WHAT YOU SHOULD DO> Extract every entry word for word.

───── MATERIAL SUPPLIED

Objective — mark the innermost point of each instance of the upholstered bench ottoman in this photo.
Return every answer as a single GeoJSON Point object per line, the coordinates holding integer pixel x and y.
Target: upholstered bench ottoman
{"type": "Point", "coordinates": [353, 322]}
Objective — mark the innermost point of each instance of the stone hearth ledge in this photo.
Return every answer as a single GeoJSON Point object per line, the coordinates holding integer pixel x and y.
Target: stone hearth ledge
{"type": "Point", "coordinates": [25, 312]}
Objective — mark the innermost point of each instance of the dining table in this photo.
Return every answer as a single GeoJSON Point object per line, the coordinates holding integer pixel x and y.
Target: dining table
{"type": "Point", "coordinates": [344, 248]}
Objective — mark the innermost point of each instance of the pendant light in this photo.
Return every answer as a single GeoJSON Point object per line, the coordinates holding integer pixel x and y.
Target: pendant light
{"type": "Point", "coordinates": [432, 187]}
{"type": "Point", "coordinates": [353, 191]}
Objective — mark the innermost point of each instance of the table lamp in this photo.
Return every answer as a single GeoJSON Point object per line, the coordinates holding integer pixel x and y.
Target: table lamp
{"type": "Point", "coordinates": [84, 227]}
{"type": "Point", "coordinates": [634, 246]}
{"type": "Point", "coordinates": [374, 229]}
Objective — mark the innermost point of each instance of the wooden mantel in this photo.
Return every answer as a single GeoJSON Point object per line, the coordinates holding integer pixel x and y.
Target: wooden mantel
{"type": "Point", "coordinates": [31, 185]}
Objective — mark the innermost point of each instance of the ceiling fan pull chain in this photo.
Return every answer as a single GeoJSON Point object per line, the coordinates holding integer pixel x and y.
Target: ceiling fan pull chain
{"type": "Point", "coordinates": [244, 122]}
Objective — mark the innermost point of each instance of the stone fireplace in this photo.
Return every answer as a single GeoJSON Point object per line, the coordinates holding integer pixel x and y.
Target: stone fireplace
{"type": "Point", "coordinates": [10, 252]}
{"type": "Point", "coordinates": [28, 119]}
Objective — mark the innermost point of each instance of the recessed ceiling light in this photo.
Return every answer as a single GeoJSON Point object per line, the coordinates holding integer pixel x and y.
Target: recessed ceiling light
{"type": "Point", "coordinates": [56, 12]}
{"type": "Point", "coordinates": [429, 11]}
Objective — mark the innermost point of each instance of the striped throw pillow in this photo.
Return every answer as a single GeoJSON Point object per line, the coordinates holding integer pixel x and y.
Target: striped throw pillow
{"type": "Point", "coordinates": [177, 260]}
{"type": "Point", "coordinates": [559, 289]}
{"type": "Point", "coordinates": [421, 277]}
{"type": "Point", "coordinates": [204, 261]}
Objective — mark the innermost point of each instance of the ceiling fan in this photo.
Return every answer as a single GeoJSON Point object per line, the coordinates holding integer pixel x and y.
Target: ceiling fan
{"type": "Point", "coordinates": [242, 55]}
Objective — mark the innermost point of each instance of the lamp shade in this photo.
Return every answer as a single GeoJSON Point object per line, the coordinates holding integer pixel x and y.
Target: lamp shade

──────────

RESULT OF THE EXERCISE>
Objective — mark the innermost point of each instance of the upholstered bench ottoman in this photo.
Return every answer as a single GeoJSON Point object per line, the coordinates holding integer pixel x and y.
Target: upholstered bench ottoman
{"type": "Point", "coordinates": [353, 322]}
Objective — mark the innermost point of each instance of the stone hearth ledge in this photo.
Return every answer as a single GeoJSON Point object per line, the coordinates holding integer pixel x and y.
Target: stone hearth ledge
{"type": "Point", "coordinates": [25, 312]}
Objective — mark the innermost point of each instance of the dining table in this photo.
Return every answer as a single GeoJSON Point object per line, the coordinates holding integer pixel x and y.
Target: dining table
{"type": "Point", "coordinates": [344, 248]}
Objective — mark the innermost point of each instance of the pendant light in this photo.
Return every answer as a single GeoJSON Point object per line, the coordinates holding integer pixel x and y.
Target: pendant light
{"type": "Point", "coordinates": [432, 187]}
{"type": "Point", "coordinates": [353, 191]}
Objective — mark the innermost point of each instance of the table lamp in this photo.
Return every answer as a single GeoJSON Point object per line, the coordinates holding integer pixel x and y.
Target: table lamp
{"type": "Point", "coordinates": [84, 227]}
{"type": "Point", "coordinates": [634, 246]}
{"type": "Point", "coordinates": [374, 229]}
Objective — mark the innermost point of each instance of the wooden mantel in this photo.
Return every answer as a single GeoJSON Point object per line, the coordinates holding integer pixel x and y.
Target: wooden mantel
{"type": "Point", "coordinates": [31, 185]}
Objective — mark the innermost point of each instance of the ceiling fan pull chain in this photo.
Return every answer as a single GeoJSON Point object per line, the coordinates holding integer pixel x and y.
Target: ceiling fan pull chain
{"type": "Point", "coordinates": [244, 122]}
Objective — mark the innermost point of each instance of the stone fireplace in this photo.
Return every answer as a single GeoJSON Point object per line, the coordinates holding integer pixel x and y.
Target: stone fireplace
{"type": "Point", "coordinates": [10, 252]}
{"type": "Point", "coordinates": [28, 119]}
Objective — mark the innermost point of each instance of the recessed ceiling light in this photo.
Return every answer as a single GeoJSON Point object per line, the coordinates holding integer pixel x and y.
Target: recessed ceiling light
{"type": "Point", "coordinates": [56, 12]}
{"type": "Point", "coordinates": [429, 11]}
Objective — mark the innermost point of each instance of the striped throw pillow in this photo.
Return every answer as a single GeoJSON Point object per line, the coordinates holding integer pixel x and y.
Target: striped throw pillow
{"type": "Point", "coordinates": [177, 260]}
{"type": "Point", "coordinates": [559, 289]}
{"type": "Point", "coordinates": [421, 277]}
{"type": "Point", "coordinates": [204, 261]}
Objective — mark the innermost point of each instance of the ceiling fan in this photo.
Return every answer as a single GeoJSON Point object per line, the coordinates holding integer pixel x and y.
Target: ceiling fan
{"type": "Point", "coordinates": [242, 55]}
Objective — mark the innermost point of each instance of the lamp shade in this photo.
Return every answer as a single GeoJSON Point object per line, the coordinates holding integer pixel x and y.
Target: lamp shade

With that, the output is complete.